Este texto diz respeito primeiramente ao próprio fiel e à sua consciência como consta no cânon 916. Porém o ser-se indigno por se achar em estado de pecado põe também um grave problema jurídico na Igreja: precisamente ao termo «indigno» refere-se o cânon do Código dos Cânones das Igrejas Orientais que é paralelo ao cân. 915 latino: «Devem ser impedidos de receber a Divina Eucaristia aqueles que são publicamente indignos» (cân. 712). Com efeito, receber o Corpo de Cristo sendo publicamente indigno é um comportamento que atenta contra os direitos da Igreja e de todos os fiéis de viver em coerência com as exigências dessa comunhão. Deve-se evitar o escândalo, concebido como acção que move os outros ao mal. Tal escândalo subsiste mesmo se, lamentavelmente, um tal comportamento já não despertar admiração alguma: pelo contrário, é precisamente diante da deformação das consciências, que se torna mais necessária por parte dos Pastores, uma acção tão paciente quanto firme, que tutele a santidade dos sacramentos, em defesa da moralidade cristã e da recta formação dos fiéis.
2. Qualquer interpretação do cân. 915 que se oponha ao conteúdo substancial, declarado ininterruptamente pelo Magistério e pela disciplina da Igreja ao longo dos séculos, é claramente fonte de desvios. A fórmula: «e outros que obstinadamente perseverem em pecado grave manifesto» é clara e deve ser compreendida de modo a não deformar o seu sentido, tornando a norma inaplicável. As três condições requeridas são:
a) o pecado grave, entendido objectivamente, porque da imputabilidade subjectiva o ministro da Comunhão não poderia julgar; (uma vez que “A Igreja não julga do interior, e só pode decidir-se pelos actos externos ...”)

Entradas de marcação de contornos
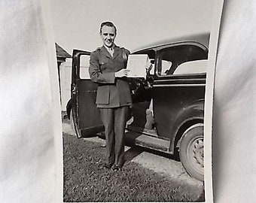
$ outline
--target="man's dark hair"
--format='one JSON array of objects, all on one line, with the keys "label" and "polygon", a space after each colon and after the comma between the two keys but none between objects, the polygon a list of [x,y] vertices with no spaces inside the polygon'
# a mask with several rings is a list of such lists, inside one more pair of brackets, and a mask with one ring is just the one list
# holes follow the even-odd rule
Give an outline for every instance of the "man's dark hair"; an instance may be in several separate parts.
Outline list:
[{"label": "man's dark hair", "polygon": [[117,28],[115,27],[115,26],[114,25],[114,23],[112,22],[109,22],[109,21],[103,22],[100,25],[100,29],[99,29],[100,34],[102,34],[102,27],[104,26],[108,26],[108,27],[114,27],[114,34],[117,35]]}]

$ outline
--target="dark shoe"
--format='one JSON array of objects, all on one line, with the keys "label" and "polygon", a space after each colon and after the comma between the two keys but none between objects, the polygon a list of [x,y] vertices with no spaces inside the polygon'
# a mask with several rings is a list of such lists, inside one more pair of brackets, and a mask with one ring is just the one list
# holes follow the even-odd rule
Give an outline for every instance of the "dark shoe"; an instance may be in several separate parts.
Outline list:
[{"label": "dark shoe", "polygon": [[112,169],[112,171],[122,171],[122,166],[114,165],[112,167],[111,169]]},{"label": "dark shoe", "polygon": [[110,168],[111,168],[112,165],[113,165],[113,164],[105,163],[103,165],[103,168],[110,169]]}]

_DESCRIÇÃO DA TAREFA_. Prossiga o texto sobre o cânon 915 e a Comunhão a partir da última frase mostrada. O material não é necessário para nada.

_RESPOSTA_.
b) a perseverança obstinada, que significa a existência de uma situação objectiva de pecado que perdura no tempo e à qual a vontade do fiel não põe termo, não sendo necessários outros requisitos (atitude de desacato, admonição prévia, etc.) para que se verifique a situação na sua fundamental gravidade eclesial; c) o carácter manifesto (quer dizer, público) da situação de pecado grave habitual.
3. A prudência pastoral aconselha vivamente a evitar que se chegue a casos de recusa pública da sagrada Comunhão. Os Pastores devem esforçar-se por explicar aos fiéis envolvidos o verdadeiro sentido eclesial da norma, de modo que a possam compreender ou ao menos respeitar. Quando, porém, se apresentarem situações em que tais precauções não tenham obtido efeito ou não tenham sido possíveis, o ministro da distribuição da Comunhão deve recusar-se a dá-la a quem seja publicamente indigno, com firmeza, consciente do valor que estes sinais de fortaleza têm para o bem da Igreja e das almas.
4. Nenhuma autoridade eclesiástica pode dispensar em caso algum desta obrigação do ministro da sagrada Comunhão, nem emanar directrizes que a contradigam. (Será que o Papa não é uma autoridade ecclesiastica? – interrogação minha)
5. O dever de reafirmar esta impossibilidade de admitir à Eucaristia é condição de verdadeira pastoral, de autêntica preocupação pelo bem dos fiéis e de toda a Igreja.
Ano 2000 - Síntese de texto completo em: http://www.vatican.va/…/rc_pc_intrptxt_doc_20000706_declara…
À honra de Cristo. Ámen.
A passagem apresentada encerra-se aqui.